--- SUPPLIED RECORDS ---

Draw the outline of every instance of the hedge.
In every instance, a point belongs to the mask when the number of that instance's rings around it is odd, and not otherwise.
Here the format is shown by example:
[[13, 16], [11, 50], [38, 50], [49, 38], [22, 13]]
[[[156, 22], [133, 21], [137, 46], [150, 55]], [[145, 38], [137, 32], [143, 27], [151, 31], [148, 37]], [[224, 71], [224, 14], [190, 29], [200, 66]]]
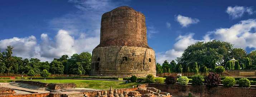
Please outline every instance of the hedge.
[[11, 77], [1, 77], [0, 79], [10, 79]]
[[[44, 77], [32, 77], [33, 79], [44, 79]], [[76, 77], [47, 77], [46, 79], [104, 79], [104, 80], [119, 80], [118, 77], [90, 77], [90, 76], [76, 76]], [[16, 79], [21, 79], [21, 77], [18, 77], [15, 78]], [[30, 77], [23, 77], [24, 79], [29, 79]]]

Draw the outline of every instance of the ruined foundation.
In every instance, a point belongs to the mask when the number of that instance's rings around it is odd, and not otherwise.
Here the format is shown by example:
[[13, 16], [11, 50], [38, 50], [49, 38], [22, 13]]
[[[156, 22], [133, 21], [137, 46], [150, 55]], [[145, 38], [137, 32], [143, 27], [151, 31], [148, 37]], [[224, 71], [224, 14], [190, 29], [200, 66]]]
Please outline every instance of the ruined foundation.
[[100, 44], [93, 49], [93, 76], [156, 76], [155, 52], [148, 44], [145, 17], [127, 6], [102, 16]]

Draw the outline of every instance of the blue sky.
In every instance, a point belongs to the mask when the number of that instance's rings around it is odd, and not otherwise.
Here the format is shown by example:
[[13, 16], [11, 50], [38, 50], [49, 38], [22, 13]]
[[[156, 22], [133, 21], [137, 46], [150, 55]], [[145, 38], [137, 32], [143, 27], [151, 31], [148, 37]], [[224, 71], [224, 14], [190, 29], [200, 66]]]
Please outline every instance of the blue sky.
[[247, 53], [256, 48], [256, 1], [3, 0], [0, 49], [50, 61], [91, 52], [98, 44], [101, 16], [124, 5], [146, 16], [148, 43], [157, 61], [180, 56], [198, 41], [226, 41]]

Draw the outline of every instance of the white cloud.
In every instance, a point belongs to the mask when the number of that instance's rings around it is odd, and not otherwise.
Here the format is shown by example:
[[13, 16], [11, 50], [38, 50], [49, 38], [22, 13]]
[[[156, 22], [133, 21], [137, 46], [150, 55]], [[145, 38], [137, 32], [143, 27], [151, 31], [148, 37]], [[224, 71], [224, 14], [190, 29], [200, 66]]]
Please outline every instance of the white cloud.
[[165, 23], [165, 25], [166, 25], [166, 27], [167, 27], [167, 28], [171, 28], [171, 23], [170, 23], [166, 22]]
[[187, 27], [190, 25], [196, 24], [199, 21], [199, 20], [197, 18], [192, 18], [180, 15], [178, 15], [176, 17], [175, 19], [183, 27]]
[[193, 38], [194, 34], [190, 33], [184, 36], [179, 36], [177, 38], [177, 42], [173, 46], [173, 48], [165, 52], [156, 53], [156, 62], [161, 64], [164, 60], [170, 61], [175, 60], [177, 57], [180, 57], [182, 55], [184, 50], [189, 45], [195, 43], [197, 41], [207, 41], [205, 40], [197, 40]]
[[14, 37], [0, 41], [0, 49], [3, 50], [7, 46], [13, 45], [14, 55], [43, 61], [51, 61], [64, 54], [70, 56], [83, 52], [91, 52], [99, 44], [102, 15], [124, 5], [110, 0], [70, 0], [68, 2], [77, 10], [49, 22], [49, 28], [57, 32], [53, 39], [45, 33], [38, 41], [34, 36]]
[[256, 20], [242, 21], [229, 28], [221, 28], [208, 32], [202, 38], [203, 40], [193, 38], [194, 34], [180, 36], [177, 38], [173, 49], [165, 52], [156, 54], [157, 62], [162, 63], [164, 61], [175, 60], [182, 55], [184, 50], [197, 41], [207, 42], [213, 39], [226, 41], [234, 44], [235, 48], [247, 47], [256, 49]]
[[233, 19], [241, 17], [246, 13], [251, 15], [254, 12], [251, 7], [237, 6], [233, 7], [231, 6], [228, 7], [226, 12]]

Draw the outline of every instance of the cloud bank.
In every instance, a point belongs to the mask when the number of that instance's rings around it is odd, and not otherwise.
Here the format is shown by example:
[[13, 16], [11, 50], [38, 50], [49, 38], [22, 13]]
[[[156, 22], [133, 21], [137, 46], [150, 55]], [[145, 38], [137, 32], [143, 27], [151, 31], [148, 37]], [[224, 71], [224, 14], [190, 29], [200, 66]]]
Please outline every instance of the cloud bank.
[[237, 6], [234, 7], [231, 6], [228, 7], [226, 12], [232, 18], [232, 19], [240, 18], [246, 13], [250, 15], [254, 13], [251, 7]]
[[192, 18], [180, 15], [178, 15], [176, 17], [175, 19], [182, 27], [187, 27], [190, 25], [196, 24], [200, 21], [197, 18]]
[[180, 35], [173, 49], [165, 52], [156, 54], [157, 62], [162, 63], [164, 61], [175, 60], [182, 56], [184, 50], [189, 45], [197, 41], [207, 42], [215, 39], [226, 41], [234, 44], [236, 48], [246, 48], [256, 49], [256, 20], [242, 21], [229, 28], [220, 28], [208, 32], [202, 40], [194, 38], [194, 34]]

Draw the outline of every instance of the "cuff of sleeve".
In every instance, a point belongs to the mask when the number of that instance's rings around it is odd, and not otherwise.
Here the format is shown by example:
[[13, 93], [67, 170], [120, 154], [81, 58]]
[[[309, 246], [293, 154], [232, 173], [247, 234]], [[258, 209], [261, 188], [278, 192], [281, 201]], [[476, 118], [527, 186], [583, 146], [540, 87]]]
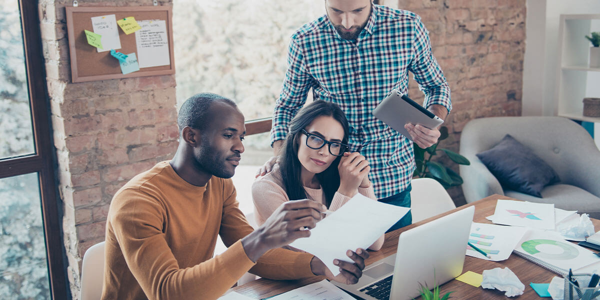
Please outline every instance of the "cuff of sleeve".
[[373, 185], [372, 183], [371, 184], [371, 185], [368, 186], [368, 187], [365, 188], [359, 187], [358, 193], [359, 193], [361, 195], [367, 197], [367, 198], [371, 198], [371, 199], [373, 200], [377, 200], [377, 198], [375, 197], [375, 190], [373, 190]]
[[340, 194], [338, 192], [335, 192], [335, 194], [334, 195], [334, 199], [331, 199], [331, 205], [329, 205], [329, 210], [335, 211], [341, 208], [342, 205], [346, 204], [349, 200], [350, 200], [350, 197]]
[[248, 257], [246, 251], [244, 250], [241, 239], [233, 243], [217, 257], [218, 259], [225, 262], [224, 265], [233, 267], [229, 268], [227, 273], [234, 281], [237, 281], [246, 272], [250, 269], [250, 268], [256, 264]]

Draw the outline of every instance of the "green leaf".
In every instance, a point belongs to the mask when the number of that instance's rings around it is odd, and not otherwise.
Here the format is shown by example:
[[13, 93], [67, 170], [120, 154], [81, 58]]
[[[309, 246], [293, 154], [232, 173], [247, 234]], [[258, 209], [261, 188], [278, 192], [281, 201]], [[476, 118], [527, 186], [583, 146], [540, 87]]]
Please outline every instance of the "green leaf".
[[449, 185], [452, 184], [452, 178], [450, 178], [450, 175], [448, 175], [446, 172], [446, 167], [442, 166], [442, 164], [430, 161], [427, 161], [425, 165], [427, 166], [429, 172], [434, 177], [442, 179]]
[[452, 161], [458, 164], [464, 164], [469, 166], [471, 164], [471, 162], [467, 159], [466, 157], [458, 154], [458, 153], [448, 150], [448, 149], [442, 148], [440, 150], [446, 152], [446, 154], [448, 155], [448, 157], [452, 160]]
[[448, 128], [445, 126], [440, 127], [440, 137], [437, 140], [444, 140], [448, 138]]

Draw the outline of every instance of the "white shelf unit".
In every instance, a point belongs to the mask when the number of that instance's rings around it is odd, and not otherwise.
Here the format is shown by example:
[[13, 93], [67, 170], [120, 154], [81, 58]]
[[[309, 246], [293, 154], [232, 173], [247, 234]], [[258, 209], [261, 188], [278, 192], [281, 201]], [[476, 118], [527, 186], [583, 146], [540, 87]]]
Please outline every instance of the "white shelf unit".
[[[589, 67], [592, 43], [584, 36], [592, 29], [592, 21], [600, 14], [562, 14], [559, 28], [558, 82], [554, 95], [554, 114], [569, 119], [600, 122], [600, 117], [583, 116], [583, 98], [586, 95], [588, 75], [600, 72]], [[597, 21], [595, 21], [597, 22]], [[592, 83], [600, 85], [600, 82]], [[600, 97], [596, 95], [596, 97]]]

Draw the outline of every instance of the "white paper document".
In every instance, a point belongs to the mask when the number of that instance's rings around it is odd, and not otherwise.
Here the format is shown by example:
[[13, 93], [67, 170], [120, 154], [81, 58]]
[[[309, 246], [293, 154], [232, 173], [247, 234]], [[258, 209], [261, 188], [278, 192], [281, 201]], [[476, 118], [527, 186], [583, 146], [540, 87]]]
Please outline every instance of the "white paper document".
[[493, 220], [496, 224], [554, 229], [554, 205], [499, 200]]
[[354, 300], [354, 298], [327, 280], [298, 287], [269, 300]]
[[473, 222], [471, 225], [469, 242], [489, 254], [491, 258], [484, 256], [469, 246], [467, 247], [467, 255], [494, 262], [507, 259], [527, 230], [522, 227]]
[[523, 235], [515, 250], [568, 271], [600, 262], [593, 252], [562, 239], [558, 233], [530, 229]]
[[170, 64], [166, 22], [164, 20], [147, 20], [137, 23], [142, 27], [136, 31], [140, 68]]
[[119, 26], [116, 25], [116, 17], [114, 14], [94, 17], [92, 19], [92, 28], [94, 33], [102, 35], [102, 47], [96, 48], [98, 52], [110, 51], [110, 49], [120, 49], [121, 40], [119, 38]]
[[290, 245], [319, 257], [337, 275], [340, 269], [334, 259], [352, 262], [346, 251], [367, 249], [410, 210], [356, 194], [317, 223], [311, 229], [310, 236], [298, 239]]
[[217, 300], [256, 300], [254, 298], [251, 298], [248, 296], [242, 295], [239, 293], [236, 293], [235, 292], [230, 292], [224, 296], [219, 297]]

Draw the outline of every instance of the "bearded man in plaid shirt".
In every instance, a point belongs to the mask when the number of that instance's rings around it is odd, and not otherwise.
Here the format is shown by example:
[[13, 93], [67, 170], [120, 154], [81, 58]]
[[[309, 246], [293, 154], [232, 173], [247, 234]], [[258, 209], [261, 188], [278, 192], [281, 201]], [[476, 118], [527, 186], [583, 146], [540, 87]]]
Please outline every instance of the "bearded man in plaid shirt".
[[[350, 123], [350, 150], [370, 163], [369, 178], [379, 201], [410, 206], [410, 178], [415, 170], [412, 142], [376, 119], [373, 110], [394, 88], [406, 94], [409, 71], [425, 94], [424, 106], [442, 119], [452, 108], [450, 88], [431, 52], [429, 35], [413, 13], [373, 4], [370, 0], [325, 0], [326, 14], [292, 36], [289, 68], [275, 104], [271, 145], [275, 155], [288, 124], [314, 99], [334, 102]], [[440, 131], [420, 125], [405, 126], [425, 148]], [[270, 172], [277, 156], [257, 176]], [[390, 230], [409, 225], [407, 214]]]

---

◆ TASK INSTRUCTIONS
Rewrite the stretch from the line containing "Draw the outline of every instance of the blue" through the line containing "41], [226, 41]]", substituting "open sky" for "blue sky" and leaving everything else as it stands.

◆ RESPONSE TO THIS TASK
Draw the outline of every instance of the open sky.
In every instance, a point belongs to the mask when the number of that instance's rings around it is odd, and not otherwise.
Here the format is shown by example:
[[13, 16], [11, 50], [38, 50], [49, 38], [22, 13]]
[[[156, 22], [133, 21], [137, 46], [150, 55]], [[145, 38], [137, 32], [143, 27], [151, 31], [148, 37]], [[224, 71], [224, 14], [190, 29], [200, 66]]]
Please outline every instance of the open sky.
[[247, 53], [256, 48], [256, 1], [3, 0], [0, 49], [50, 61], [91, 52], [98, 44], [101, 16], [124, 5], [146, 16], [148, 43], [157, 61], [180, 56], [198, 41], [226, 41]]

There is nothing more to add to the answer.